Object point labels
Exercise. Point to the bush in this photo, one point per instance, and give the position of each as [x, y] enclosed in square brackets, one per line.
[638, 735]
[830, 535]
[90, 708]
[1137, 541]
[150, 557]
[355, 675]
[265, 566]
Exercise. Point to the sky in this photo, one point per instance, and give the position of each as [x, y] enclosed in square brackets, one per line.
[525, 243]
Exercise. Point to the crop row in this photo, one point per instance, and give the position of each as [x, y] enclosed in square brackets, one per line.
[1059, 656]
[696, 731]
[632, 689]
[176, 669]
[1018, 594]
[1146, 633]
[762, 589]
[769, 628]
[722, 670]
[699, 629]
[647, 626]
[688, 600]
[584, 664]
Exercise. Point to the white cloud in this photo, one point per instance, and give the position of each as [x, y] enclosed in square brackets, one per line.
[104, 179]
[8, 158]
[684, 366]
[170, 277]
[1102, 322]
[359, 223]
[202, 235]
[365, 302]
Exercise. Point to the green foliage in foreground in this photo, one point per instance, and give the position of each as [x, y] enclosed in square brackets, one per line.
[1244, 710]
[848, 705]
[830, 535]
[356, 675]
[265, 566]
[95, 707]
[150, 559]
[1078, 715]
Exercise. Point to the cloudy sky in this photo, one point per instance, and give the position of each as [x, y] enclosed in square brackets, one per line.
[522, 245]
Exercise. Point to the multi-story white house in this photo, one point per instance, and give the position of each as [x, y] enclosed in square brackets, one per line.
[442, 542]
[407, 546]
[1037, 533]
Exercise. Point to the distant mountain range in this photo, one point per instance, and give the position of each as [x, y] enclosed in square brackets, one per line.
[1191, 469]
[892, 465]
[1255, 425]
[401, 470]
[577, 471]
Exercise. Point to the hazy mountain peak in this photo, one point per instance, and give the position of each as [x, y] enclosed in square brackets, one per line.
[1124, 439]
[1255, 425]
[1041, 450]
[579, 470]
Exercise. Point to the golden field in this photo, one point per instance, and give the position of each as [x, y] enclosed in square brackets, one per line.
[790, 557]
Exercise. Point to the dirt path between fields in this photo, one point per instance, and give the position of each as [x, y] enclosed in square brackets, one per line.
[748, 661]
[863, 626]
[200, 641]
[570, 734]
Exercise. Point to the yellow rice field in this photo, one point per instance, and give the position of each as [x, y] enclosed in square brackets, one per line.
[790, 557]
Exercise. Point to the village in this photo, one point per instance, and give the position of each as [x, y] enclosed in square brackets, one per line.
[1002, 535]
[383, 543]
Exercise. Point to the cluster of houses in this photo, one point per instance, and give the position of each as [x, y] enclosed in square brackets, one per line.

▸ Problem requirements
Copy the records from their first line and stop after the line that contains "[1078, 715]", keeping the requests and raising every coordinate in the answers by 146.

▸ Task result
Exercise. Point to the bush in this photo, one point per instance, and give the position of each as [x, y] enclosed in square brackets, one per line.
[784, 881]
[976, 681]
[236, 854]
[1283, 687]
[296, 703]
[501, 821]
[411, 712]
Exercise. Point to the sky in this photo, one point per instance, and give the position of each as [x, y] enclosed in square brackets, one per line.
[671, 389]
Exercise. Point to the crop row in this photo, one point per instance, and give the position of each as [x, y] enclosed in square brackets, one per line.
[1205, 802]
[842, 877]
[778, 835]
[322, 815]
[1164, 740]
[1292, 779]
[908, 735]
[915, 774]
[868, 816]
[845, 775]
[793, 772]
[834, 746]
[730, 810]
Exercise. Point to the white cloud in this photo, one point per instance, and give the position of each as [x, y] enclosed in square brackets, one per line.
[250, 325]
[154, 304]
[830, 512]
[316, 423]
[1248, 468]
[505, 369]
[348, 381]
[511, 448]
Exercise. Point to the green foliage in foreground in this photo, one point per instance, and give the position of each as [x, y] enclosed in square brackets, one per line.
[1390, 856]
[994, 851]
[976, 681]
[502, 821]
[411, 712]
[241, 853]
[296, 705]
[1224, 861]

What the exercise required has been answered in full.